-- START OF PASSAGE SHOWN --
Recap: Jason Fry on The Essential Guide to Warfare

There was another Star Wars Books chat today, this time with Jason Fry (and, via proxy, co-author Paul Urquhart) on The Essential Guide to Warfare. Chats for this type of continuity-baiting books do tend to be a tad calmer than for the big fiction books, so I’ll do a more straightforward recap.

However, because some of the questions touch on some fairly obscure parts of the EU, I have added a few notes and Wookiepedia links where called for. Be cautious: There may be spoilers in the links.

Head beneath the cut to check it out!

Ian Miller: How did you determine how much space to give to each element and era of Star Wars history?

Jason Fry: Not an exact science. Mix of things designed to appeal to fans of the movies/TV show, hardcore EU fans and fun stuff I’d just always wanted to tackle.

Star Wars Books: Jason, you’ve been posting “end notes” for the book the past two days. What gave you the idea to do this

Jason Fry: Dan Wallace and I did em for the Atlas and thought it was a lot of fun. As a reader, I always liked getting to peek behind the scenes and think along with the author(s).

Joe Sorbera: Was there a particular era or battle that you personally wanted to explore in more detail?

Jason Fry: I’m a huge fan of early galactic history and Xim, but that’s a bit too esoteric for lots of fans, so we dialed that back.

OTOH, I love the early days of the Empire, and we got to do tons of stuff there. That was really fun.

Appearing as a fuzzy blue Ewok, Paul chips in by saying that the things he had most fun getting his teeth into were Ruusan and the NJO.

Mike Cooper: What is the likelihood that the fate of the Intimidator  will be expanded upon at some point? Note: A Star Dreadnought also known as Pride of Yevetha, from the Black Fleet Crisis trilogy.

Jason Fry: We’ve steered clear of the Empire of the Hand in the Atlas and Warfare because I sense Zahn will have more tales to tell there and he should have a free hand.

Len Forgione: Can you describe the collaboration between you and the artists in this book?

Jason Fry: Art and text is an interesting collaboration. I gave Ian Fullwood and John VanFleet notes and some really bad sketches for the Xim ships, but mostly leaned on Erich Schoeneweiss to make all the trains run on time.

You can see my Tionese sketches in Endnotes Pt. 1. I cannot draw.

Star Wars Books (Erich:) Jason’s sketches were a big help to the artists. Really made it clear what he was looking for in the final ships.

Aurelia Diesel: You’ve written quite a few ‘essential guides’ to Star Wars now. What is it like researching and compiling all the information needed to write these ‘guide’ books? What is the pre-writing/composition process like?

Jason Fry: It’s a ton of work and constant checking of book after book after book. The key is a good outline. My Warfare outline was way too long — I got to Rise of the Empire and was 30% over my word count for the whole book. Budding writers, listen to a convert: Hard work on the outline will be hugely helpful in the writing.

Plus you lean on LFL and smart fans for help with thorny issues.
-- END OF PASSAGE SHOWN --
-- START OF DATA EXTRACT --
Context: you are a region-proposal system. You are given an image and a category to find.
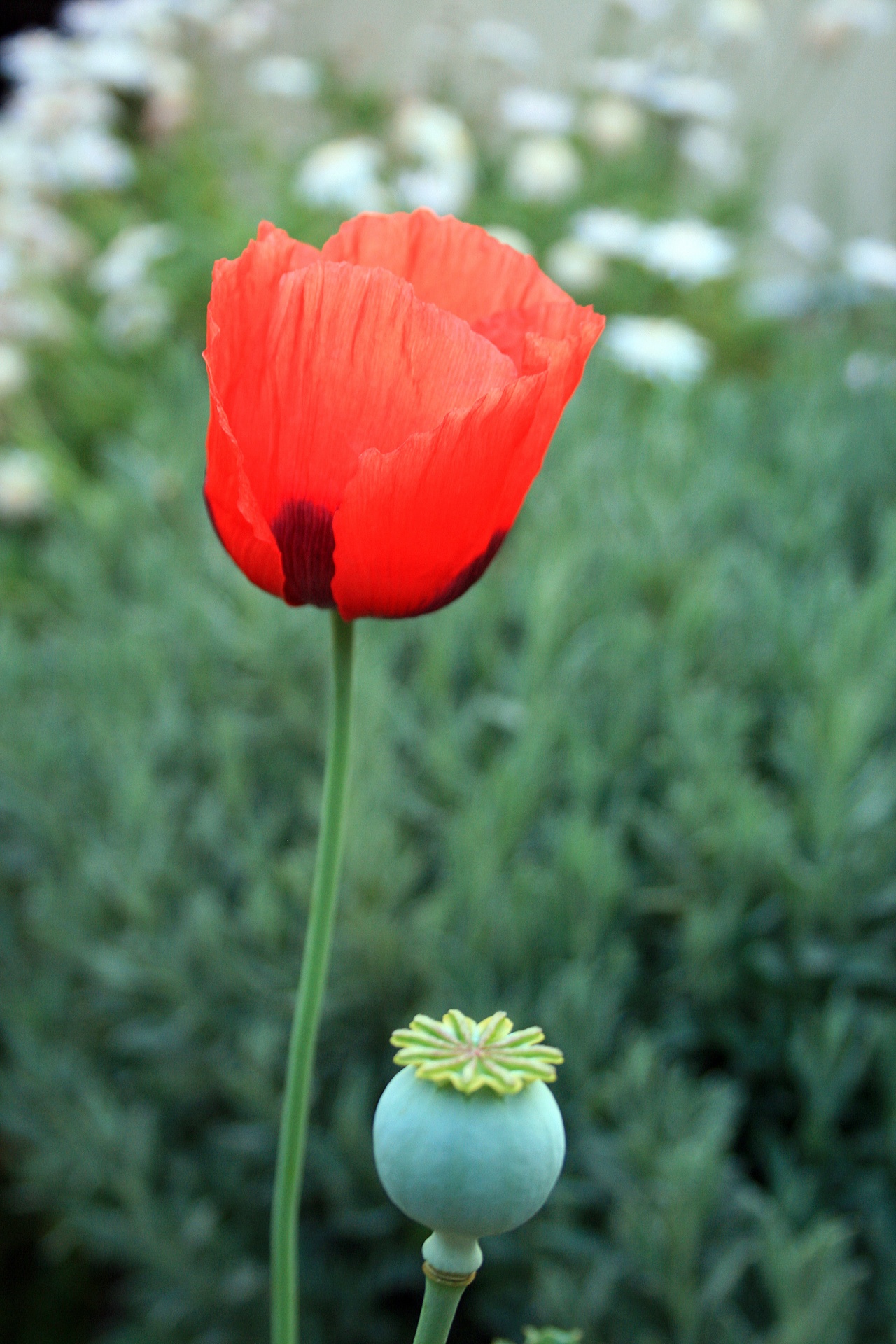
-- END OF DATA EXTRACT --
PROBLEM
From the chat recap, extract the stretch from "Jason Fry: Dan" through "Fleet Crisis trilogy." word for word.

FINISHED ANSWER
Jason Fry: Dan Wallace and I did em for the Atlas and thought it was a lot of fun. As a reader, I always liked getting to peek behind the scenes and think along with the author(s).

Joe Sorbera: Was there a particular era or battle that you personally wanted to explore in more detail?

Jason Fry: I’m a huge fan of early galactic history and Xim, but that’s a bit too esoteric for lots of fans, so we dialed that back.

OTOH, I love the early days of the Empire, and we got to do tons of stuff there. That was really fun.

Appearing as a fuzzy blue Ewok, Paul chips in by saying that the things he had most fun getting his teeth into were Ruusan and the NJO.

Mike Cooper: What is the likelihood that the fate of the Intimidator  will be expanded upon at some point? Note: A Star Dreadnought also known as Pride of Yevetha, from the Black Fleet Crisis trilogy.